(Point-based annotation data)
+ + + + +
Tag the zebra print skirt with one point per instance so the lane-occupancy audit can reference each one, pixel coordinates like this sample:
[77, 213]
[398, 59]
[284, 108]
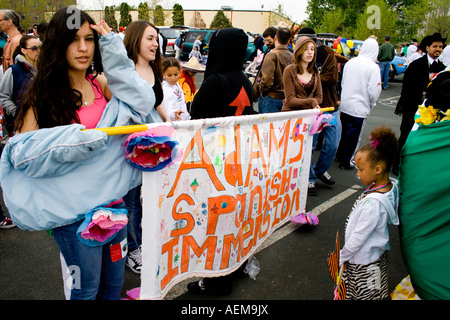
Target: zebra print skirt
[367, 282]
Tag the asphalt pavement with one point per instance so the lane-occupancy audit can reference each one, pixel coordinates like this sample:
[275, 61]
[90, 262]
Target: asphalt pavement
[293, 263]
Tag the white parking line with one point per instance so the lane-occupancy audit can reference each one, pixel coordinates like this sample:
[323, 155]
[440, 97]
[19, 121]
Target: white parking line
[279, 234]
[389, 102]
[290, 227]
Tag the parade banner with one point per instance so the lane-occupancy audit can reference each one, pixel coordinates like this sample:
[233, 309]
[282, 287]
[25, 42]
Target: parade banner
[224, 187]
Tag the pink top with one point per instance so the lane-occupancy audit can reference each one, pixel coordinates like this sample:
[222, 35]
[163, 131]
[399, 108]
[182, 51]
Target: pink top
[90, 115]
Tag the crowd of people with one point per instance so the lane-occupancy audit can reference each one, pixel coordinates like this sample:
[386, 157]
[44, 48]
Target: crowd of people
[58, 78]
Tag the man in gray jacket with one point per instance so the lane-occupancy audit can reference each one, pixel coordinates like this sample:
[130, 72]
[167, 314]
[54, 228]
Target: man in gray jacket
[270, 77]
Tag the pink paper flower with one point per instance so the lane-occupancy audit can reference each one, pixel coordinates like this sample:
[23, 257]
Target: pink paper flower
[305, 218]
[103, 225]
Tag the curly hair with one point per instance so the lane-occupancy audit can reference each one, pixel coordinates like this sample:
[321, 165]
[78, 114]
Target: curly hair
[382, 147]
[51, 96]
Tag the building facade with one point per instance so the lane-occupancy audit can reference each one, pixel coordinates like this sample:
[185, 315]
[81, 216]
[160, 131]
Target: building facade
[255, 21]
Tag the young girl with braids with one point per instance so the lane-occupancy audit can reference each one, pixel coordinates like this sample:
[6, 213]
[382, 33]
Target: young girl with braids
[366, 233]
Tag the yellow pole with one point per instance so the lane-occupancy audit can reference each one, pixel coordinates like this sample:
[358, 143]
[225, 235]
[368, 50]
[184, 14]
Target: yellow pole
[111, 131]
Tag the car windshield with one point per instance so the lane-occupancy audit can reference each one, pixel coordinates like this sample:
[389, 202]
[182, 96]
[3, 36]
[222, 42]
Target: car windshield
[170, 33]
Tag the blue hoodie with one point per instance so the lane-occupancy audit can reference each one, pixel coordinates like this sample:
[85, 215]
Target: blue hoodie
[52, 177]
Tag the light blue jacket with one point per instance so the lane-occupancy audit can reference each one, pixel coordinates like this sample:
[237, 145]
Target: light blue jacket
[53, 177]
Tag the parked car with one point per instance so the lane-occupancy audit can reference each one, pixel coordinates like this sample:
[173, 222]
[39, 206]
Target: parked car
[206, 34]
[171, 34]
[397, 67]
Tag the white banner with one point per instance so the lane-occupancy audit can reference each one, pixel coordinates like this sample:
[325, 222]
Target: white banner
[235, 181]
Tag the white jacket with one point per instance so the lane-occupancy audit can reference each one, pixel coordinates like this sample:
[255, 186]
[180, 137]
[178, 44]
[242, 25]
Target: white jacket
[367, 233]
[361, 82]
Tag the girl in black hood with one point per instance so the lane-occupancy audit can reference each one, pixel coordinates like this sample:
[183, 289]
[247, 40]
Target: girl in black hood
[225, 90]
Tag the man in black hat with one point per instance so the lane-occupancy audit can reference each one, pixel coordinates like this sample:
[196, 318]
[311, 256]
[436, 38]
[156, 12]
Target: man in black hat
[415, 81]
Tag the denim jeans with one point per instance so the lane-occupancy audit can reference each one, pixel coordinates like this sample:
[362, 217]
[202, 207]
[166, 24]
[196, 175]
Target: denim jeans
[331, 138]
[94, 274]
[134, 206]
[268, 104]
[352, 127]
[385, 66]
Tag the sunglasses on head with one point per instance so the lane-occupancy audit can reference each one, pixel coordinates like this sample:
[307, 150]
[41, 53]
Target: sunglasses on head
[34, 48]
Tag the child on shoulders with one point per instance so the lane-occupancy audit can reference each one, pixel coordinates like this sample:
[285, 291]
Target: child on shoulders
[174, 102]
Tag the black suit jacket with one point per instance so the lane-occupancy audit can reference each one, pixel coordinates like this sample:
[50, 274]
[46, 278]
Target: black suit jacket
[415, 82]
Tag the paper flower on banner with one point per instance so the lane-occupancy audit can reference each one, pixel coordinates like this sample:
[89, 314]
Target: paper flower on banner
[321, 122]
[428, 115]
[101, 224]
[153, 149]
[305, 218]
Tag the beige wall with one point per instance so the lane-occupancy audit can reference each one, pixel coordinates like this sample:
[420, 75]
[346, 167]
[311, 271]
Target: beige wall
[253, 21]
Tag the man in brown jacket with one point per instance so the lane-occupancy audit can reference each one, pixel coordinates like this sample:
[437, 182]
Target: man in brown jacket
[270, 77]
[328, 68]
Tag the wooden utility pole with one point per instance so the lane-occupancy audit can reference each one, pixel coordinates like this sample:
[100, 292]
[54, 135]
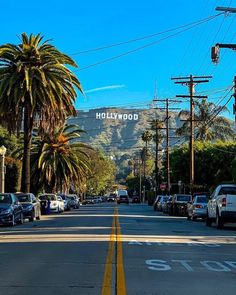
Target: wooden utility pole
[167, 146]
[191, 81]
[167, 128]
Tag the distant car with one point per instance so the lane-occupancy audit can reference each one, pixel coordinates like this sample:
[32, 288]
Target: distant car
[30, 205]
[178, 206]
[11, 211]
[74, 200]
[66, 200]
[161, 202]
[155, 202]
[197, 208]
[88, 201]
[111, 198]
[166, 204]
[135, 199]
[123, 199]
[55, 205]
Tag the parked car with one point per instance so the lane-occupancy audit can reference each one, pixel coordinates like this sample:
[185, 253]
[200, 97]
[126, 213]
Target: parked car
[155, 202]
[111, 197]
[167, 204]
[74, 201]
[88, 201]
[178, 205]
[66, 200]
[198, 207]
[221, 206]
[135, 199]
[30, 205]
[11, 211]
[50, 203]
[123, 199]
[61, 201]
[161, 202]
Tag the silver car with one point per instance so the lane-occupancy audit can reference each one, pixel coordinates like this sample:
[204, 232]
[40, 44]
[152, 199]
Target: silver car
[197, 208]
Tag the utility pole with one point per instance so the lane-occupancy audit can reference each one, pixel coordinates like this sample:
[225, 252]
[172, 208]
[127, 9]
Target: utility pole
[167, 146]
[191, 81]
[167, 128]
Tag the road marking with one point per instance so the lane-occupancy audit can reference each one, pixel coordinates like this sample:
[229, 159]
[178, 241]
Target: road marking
+ + + + +
• _Written problem_
All of the data needs repeating exactly, but the pictures do not.

• _Final answer_
Tag the zebra print skirt with one point per instance so the lane-occupancy audit can reference each one, pixel coordinates like this sample:
[77, 213]
[398, 59]
[284, 108]
Target: zebra print skirt
[367, 282]
Tag the asphalt pavement with one point per instance so the lane-occupancy audit can reference each one, pixel coordinates like this sample:
[275, 61]
[90, 262]
Target: asphalt pavement
[293, 263]
Tag the white parking line with one point per instance so the lane-occupancy audit can reference each one, pixel coordinates like this sample:
[323, 155]
[440, 97]
[19, 121]
Target: white parking line
[279, 234]
[389, 102]
[290, 227]
Tag the parade banner with one point per instance so the lane-occupancy audit can reference each one, pixel coordinates like this sample:
[233, 309]
[282, 287]
[25, 42]
Target: parade banner
[224, 187]
Tag the pink top with one point per instance so the lane-occupancy audit can reference each one, pixel coordinates like this sample:
[222, 35]
[163, 131]
[399, 108]
[182, 51]
Target: pink top
[90, 115]
Tag the crowd of people with one point per instance so the lane-occupancy audit can reference each one, pixel coordinates like this sample:
[386, 157]
[44, 48]
Target: crowd of people
[58, 78]
Tag the man in gray jacket with one point per instance so the lane-occupancy audit can reference each one, pixel coordinates like this sample:
[130, 72]
[167, 314]
[54, 228]
Target: man in gray jacket
[270, 77]
Tag the pink paper flower with one point per instance so the lane-occupancy audit can reference each one, pixel coordinates like this sample:
[23, 257]
Target: pink paper flower
[305, 218]
[103, 225]
Tag the curly hair with one point per instance so the lane-occupancy audit can reference each one, pixel coordinates like this sample:
[321, 165]
[78, 114]
Target: curly hair
[382, 147]
[51, 96]
Tag the building facade with one point per instance so the lane-occupancy audit can reference each one, pixel coordinates like this sample:
[185, 315]
[81, 216]
[160, 131]
Target: building facade
[255, 21]
Tag the young girl with braids with one point per instance so the lane-occupancy audit can reference each one, pixel coordinates like this sample:
[6, 213]
[382, 33]
Target: young girl with braids
[366, 233]
Tag the yellow pole with one point per instance so the lane-occupancy audit can reference each one, pixel coordinates like this sample:
[358, 143]
[225, 235]
[368, 50]
[184, 14]
Target: yellow pole
[111, 131]
Tag the car windshield with one point per instance so the lane-occupancy audit can reference each one, pixel coordinates like this sample:
[389, 202]
[182, 96]
[3, 36]
[222, 42]
Target: car windshield
[170, 33]
Tag the blue hoodie with one point per instance so the lane-occupancy audit can reference each one, pixel coordinates like this sample:
[85, 215]
Target: blue hoodie
[52, 177]
Tag the light blue jacket with one point per instance so the lane-occupancy audit can reference each one, pixel coordinates like this sample:
[237, 145]
Target: light blue jacket
[53, 177]
Tag the parked car with one point per instance so the lane-occupancy audit can reference each one, pixel coordinates like this sample:
[173, 222]
[39, 206]
Target: parked car
[206, 34]
[171, 34]
[397, 67]
Tag the white banner with one point per instance so the lane-occupancy audit can reference each one, pixel coordinates like this sample:
[325, 222]
Target: white banner
[235, 181]
Tag the white jacket with one point per instance so the lane-occupancy audit can reference each one, pixel coordinates like this sample:
[255, 186]
[180, 137]
[178, 44]
[242, 25]
Target: white jacket
[367, 233]
[361, 82]
Tag the girl in black hood with one point per instance so the lane-occupancy audit can reference each one, pixel coordinates like this sample:
[183, 289]
[247, 40]
Target: girl in black hood
[225, 90]
Tag the man in black hat with one point per instance so the lane-occupancy audit can reference each one, pixel coordinates like this sample:
[196, 318]
[311, 256]
[436, 38]
[156, 12]
Target: man in black hat
[415, 81]
Tag the denim jeans with one point per instance so the lane-occupancy audit can reference each one, pixel coordinates like this sample:
[362, 217]
[202, 207]
[166, 24]
[196, 175]
Target: denim jeans
[331, 138]
[94, 274]
[134, 206]
[268, 104]
[352, 127]
[385, 66]
Tag the sunglasses on head with one point per instance so the lane-occupancy audit can reference each one, pixel coordinates like this sample:
[307, 150]
[41, 53]
Target: sunglasses on head
[34, 48]
Tag the child on shoulders with one point per instance so the lane-occupancy audit can reference each one, pixel coordinates like this sample:
[285, 291]
Target: child on shoulders
[174, 102]
Tag the black suit jacket with one point per instance so the lane-occupancy audit can reference each one, pixel coordinates like this sample:
[50, 274]
[46, 278]
Target: black suit jacket
[415, 82]
Tag the paper flower on banner with one point per instance so the lane-occupancy audit can reference each one, pixel coordinates like this sample:
[89, 314]
Target: paper flower on banner
[321, 122]
[428, 115]
[101, 224]
[153, 149]
[305, 218]
Tag the beige wall with one point per instance so the lane-occupancy audit can reference each one, pixel coordinates like this sample:
[420, 75]
[346, 167]
[311, 271]
Target: beige wall
[253, 21]
Tag the man in brown jacket with one point per instance so the lane-occupancy audit can reference each one, pixel coordinates like this sample:
[437, 182]
Target: man in brown jacket
[270, 77]
[328, 68]
Tag the wooden utility pole with one point per instance so the lane-occupancy audit can reference each one, pixel coordinates like this sample:
[100, 292]
[54, 135]
Target: wooden utility pole
[167, 146]
[191, 81]
[167, 128]
Tag the distant car with one point per instance so the lane-occupancy audit can reference each one, pixel coordinates like this sample:
[32, 288]
Target: distant car
[30, 205]
[178, 206]
[11, 211]
[74, 200]
[66, 200]
[161, 202]
[155, 202]
[197, 208]
[88, 201]
[111, 198]
[166, 204]
[135, 199]
[123, 199]
[55, 205]
Tag the parked car with one point per instance so the lane-occupancy audit can reference each one, pixel coordinates like this sample:
[185, 253]
[200, 97]
[126, 213]
Target: parked car
[155, 202]
[111, 197]
[167, 204]
[74, 201]
[88, 201]
[178, 205]
[66, 200]
[198, 207]
[221, 206]
[135, 199]
[30, 205]
[11, 211]
[50, 203]
[123, 199]
[61, 201]
[161, 202]
Tag the silver car with one point per instance so the lane-occupancy audit can reference each one, pixel coordinates like this sample:
[204, 232]
[40, 44]
[152, 199]
Target: silver car
[197, 208]
Tag the utility pole with one point per instance so the lane-occupancy audit can reference each one, pixel coordinates like this sample:
[225, 252]
[172, 208]
[127, 9]
Target: utility pole
[167, 146]
[191, 81]
[167, 128]
Tag the road marking with one point per instance so the lane-occupancy audit can reference each one, pixel coordinates like this sample:
[229, 159]
[178, 241]
Target: road marking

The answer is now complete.